Quien ora como Jesús, experimentará la gloria de Dios y su protección, pero debemos escucharlo. Escuchar la palabra de Jesús nos compromete a configurar nuestro modo de pensar y obrar de acuerdo con esta palabra, palabra que nos llevará a aceptar el sacrificio y dejar que sus enseñanzas divinicen nuestra vida diaria. La oración es imprescindible en nuestro camino de conversión.
Este escuchar al Señor, este orar nos llevará necesariamente a la misión de anunciarle. No podemos quedarnos en el Tabor, hay que bajar del monte. No podemos quedar en la oración, ésta ha de hacernos proclamar a nuestros hermanos lo que hemos oído, lo que hemos visto y contemplado: el amor de Dios hasta el extremo, hasta la entrega de Cristo dando su vida por cada uno de nosotros.

━━━━━━

## Objetivo
Repite al pie de la letra todo lo que va en el texto sobre la oración desde "Quien ora como" hasta "camino de conversión.", incluidos ambos extremos.

(Datos de origen)

━━━━━━

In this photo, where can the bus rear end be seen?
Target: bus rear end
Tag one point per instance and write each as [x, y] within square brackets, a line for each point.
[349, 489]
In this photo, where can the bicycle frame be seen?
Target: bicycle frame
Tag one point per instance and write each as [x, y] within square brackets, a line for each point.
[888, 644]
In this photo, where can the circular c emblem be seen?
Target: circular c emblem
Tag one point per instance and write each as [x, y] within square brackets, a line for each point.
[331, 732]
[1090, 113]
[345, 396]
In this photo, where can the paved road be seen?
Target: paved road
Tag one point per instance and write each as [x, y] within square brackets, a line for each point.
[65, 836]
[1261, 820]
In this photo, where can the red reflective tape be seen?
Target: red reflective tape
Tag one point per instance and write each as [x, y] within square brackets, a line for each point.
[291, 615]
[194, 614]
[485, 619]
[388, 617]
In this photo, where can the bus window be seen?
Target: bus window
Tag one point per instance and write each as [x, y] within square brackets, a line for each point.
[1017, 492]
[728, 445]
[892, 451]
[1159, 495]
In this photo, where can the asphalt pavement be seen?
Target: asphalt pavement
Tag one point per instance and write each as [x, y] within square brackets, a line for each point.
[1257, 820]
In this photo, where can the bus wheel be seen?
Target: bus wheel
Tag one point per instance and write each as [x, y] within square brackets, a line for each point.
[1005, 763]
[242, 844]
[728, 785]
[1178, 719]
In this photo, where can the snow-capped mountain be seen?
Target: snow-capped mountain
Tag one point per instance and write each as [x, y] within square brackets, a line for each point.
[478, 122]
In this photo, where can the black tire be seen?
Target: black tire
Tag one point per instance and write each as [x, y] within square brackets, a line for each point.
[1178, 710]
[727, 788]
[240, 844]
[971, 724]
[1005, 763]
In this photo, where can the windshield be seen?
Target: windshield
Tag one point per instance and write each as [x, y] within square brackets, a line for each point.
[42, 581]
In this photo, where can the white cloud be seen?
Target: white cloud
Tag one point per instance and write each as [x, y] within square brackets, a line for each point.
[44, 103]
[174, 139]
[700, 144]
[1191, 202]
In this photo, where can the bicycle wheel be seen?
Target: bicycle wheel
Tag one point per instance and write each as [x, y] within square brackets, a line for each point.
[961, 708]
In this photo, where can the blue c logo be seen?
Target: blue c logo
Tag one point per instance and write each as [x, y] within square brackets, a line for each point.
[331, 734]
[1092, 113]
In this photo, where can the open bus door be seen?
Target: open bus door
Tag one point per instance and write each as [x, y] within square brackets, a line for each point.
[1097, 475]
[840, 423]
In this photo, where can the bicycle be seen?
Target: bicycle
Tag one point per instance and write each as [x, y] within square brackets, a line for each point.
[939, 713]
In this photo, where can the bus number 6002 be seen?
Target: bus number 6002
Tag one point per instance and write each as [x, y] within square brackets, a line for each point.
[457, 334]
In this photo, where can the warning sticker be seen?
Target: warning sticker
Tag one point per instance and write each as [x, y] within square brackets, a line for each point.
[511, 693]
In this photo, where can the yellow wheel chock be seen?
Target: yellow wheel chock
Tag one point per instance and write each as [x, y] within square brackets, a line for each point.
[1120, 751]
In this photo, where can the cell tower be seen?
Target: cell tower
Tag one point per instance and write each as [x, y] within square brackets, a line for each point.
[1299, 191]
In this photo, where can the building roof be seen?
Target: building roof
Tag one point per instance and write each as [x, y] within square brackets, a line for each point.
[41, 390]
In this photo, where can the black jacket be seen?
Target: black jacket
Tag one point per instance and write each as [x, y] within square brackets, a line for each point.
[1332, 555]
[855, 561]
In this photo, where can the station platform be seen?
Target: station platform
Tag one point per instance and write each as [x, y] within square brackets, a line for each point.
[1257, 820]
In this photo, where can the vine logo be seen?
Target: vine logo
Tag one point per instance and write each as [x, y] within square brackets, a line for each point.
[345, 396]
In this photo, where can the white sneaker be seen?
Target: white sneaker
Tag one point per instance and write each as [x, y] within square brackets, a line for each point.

━━━━━━

## Solución del ejercicio
Quien ora como Jesús, experimentará la gloria de Dios y su protección, pero debemos escucharlo. Escuchar la palabra de Jesús nos compromete a configurar nuestro modo de pensar y obrar de acuerdo con esta palabra, palabra que nos llevará a aceptar el sacrificio y dejar que sus enseñanzas divinicen nuestra vida diaria. La oración es imprescindible en nuestro camino de conversión.